→ Dataset rows:
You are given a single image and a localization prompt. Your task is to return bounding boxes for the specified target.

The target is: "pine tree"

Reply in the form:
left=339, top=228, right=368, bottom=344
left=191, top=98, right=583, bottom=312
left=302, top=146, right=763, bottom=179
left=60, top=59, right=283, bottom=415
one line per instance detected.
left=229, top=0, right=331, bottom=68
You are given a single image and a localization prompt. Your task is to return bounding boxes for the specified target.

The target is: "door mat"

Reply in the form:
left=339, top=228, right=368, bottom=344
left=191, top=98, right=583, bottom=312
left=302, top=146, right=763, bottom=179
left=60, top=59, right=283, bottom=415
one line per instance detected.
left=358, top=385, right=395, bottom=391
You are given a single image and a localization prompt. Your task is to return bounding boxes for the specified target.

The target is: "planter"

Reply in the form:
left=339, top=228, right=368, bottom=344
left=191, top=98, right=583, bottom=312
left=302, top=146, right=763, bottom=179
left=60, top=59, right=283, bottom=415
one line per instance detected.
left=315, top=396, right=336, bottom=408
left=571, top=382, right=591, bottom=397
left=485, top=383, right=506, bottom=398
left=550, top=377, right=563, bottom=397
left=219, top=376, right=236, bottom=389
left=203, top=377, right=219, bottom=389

→ Exercise details: Rewrite all of the records above, replacing "localization prompt" with "detection prompt" each time it appears and leaving everything else unchanged.

→ Output of the exercise:
You are given a single image and a detection prompt. Your task is to return bounding boxes for the specified target.

The target is: "pine tree"

Reply in the form:
left=339, top=228, right=368, bottom=344
left=191, top=98, right=583, bottom=312
left=302, top=146, right=763, bottom=179
left=60, top=59, right=283, bottom=415
one line per instance detected.
left=229, top=0, right=331, bottom=68
You are given a single image and a detection prompt. Your task is to return bounding boxes for the specified target.

The target is: "door mat"

Reply in the form:
left=339, top=228, right=368, bottom=344
left=191, top=98, right=583, bottom=312
left=302, top=146, right=763, bottom=179
left=60, top=59, right=283, bottom=415
one line per instance detected.
left=358, top=385, right=395, bottom=391
You are given a single image and a detection prompt. Your task is to return bounding boxes for the specified target.

The target is: "planter"

Reply in the form:
left=339, top=228, right=368, bottom=344
left=191, top=98, right=583, bottom=312
left=302, top=146, right=763, bottom=179
left=60, top=59, right=283, bottom=415
one line per instance detected.
left=315, top=396, right=336, bottom=408
left=571, top=382, right=591, bottom=397
left=485, top=383, right=506, bottom=398
left=550, top=377, right=563, bottom=397
left=219, top=376, right=236, bottom=389
left=203, top=377, right=219, bottom=389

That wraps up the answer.